WHAT YOU NEED TO DO → Copy the records below word for word, starting at the line that contains "[mask] <item>tree line</item>" and ending after the line that contains "74 119 L 64".
— START OF SUPPLIED DATA —
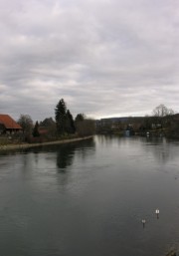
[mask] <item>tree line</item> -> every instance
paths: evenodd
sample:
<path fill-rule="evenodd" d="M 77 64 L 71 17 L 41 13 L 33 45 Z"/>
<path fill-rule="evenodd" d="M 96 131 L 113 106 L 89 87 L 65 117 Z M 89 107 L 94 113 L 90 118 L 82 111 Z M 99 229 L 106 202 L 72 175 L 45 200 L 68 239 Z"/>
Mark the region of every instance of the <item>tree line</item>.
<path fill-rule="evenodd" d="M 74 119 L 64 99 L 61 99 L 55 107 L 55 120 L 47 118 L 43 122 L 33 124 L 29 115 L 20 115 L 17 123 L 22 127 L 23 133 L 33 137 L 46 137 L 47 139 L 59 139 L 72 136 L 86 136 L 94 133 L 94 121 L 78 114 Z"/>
— END OF SUPPLIED DATA —
— START OF SUPPLIED DATA —
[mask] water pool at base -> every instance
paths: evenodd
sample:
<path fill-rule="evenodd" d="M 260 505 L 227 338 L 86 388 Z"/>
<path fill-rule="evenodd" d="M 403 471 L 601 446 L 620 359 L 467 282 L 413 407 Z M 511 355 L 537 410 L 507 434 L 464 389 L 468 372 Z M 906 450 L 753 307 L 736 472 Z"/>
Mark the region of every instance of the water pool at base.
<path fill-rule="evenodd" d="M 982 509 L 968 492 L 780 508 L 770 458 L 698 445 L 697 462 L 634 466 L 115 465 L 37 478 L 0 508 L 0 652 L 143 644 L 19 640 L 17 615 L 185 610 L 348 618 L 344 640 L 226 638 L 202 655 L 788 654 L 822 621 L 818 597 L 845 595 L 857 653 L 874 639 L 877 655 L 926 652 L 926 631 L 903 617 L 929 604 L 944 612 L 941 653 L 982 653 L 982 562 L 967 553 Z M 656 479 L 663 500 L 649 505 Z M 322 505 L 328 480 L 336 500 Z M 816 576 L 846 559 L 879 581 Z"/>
— END OF SUPPLIED DATA —
EXERCISE OUTPUT →
[mask] <item>tree line</item> -> every instance
paths: evenodd
sample:
<path fill-rule="evenodd" d="M 77 64 L 71 17 L 41 13 L 33 45 Z"/>
<path fill-rule="evenodd" d="M 96 131 L 113 106 L 89 87 L 65 117 Z M 89 107 L 94 113 L 90 118 L 82 111 Z M 99 229 L 106 202 L 72 175 L 45 200 L 68 239 Z"/>
Mark the region of every instance of the <item>tree line</item>.
<path fill-rule="evenodd" d="M 74 119 L 64 99 L 61 99 L 55 107 L 55 120 L 47 118 L 43 122 L 33 124 L 29 115 L 20 115 L 17 123 L 22 127 L 23 133 L 33 137 L 46 137 L 47 139 L 59 139 L 72 136 L 86 136 L 94 133 L 94 121 L 78 114 Z"/>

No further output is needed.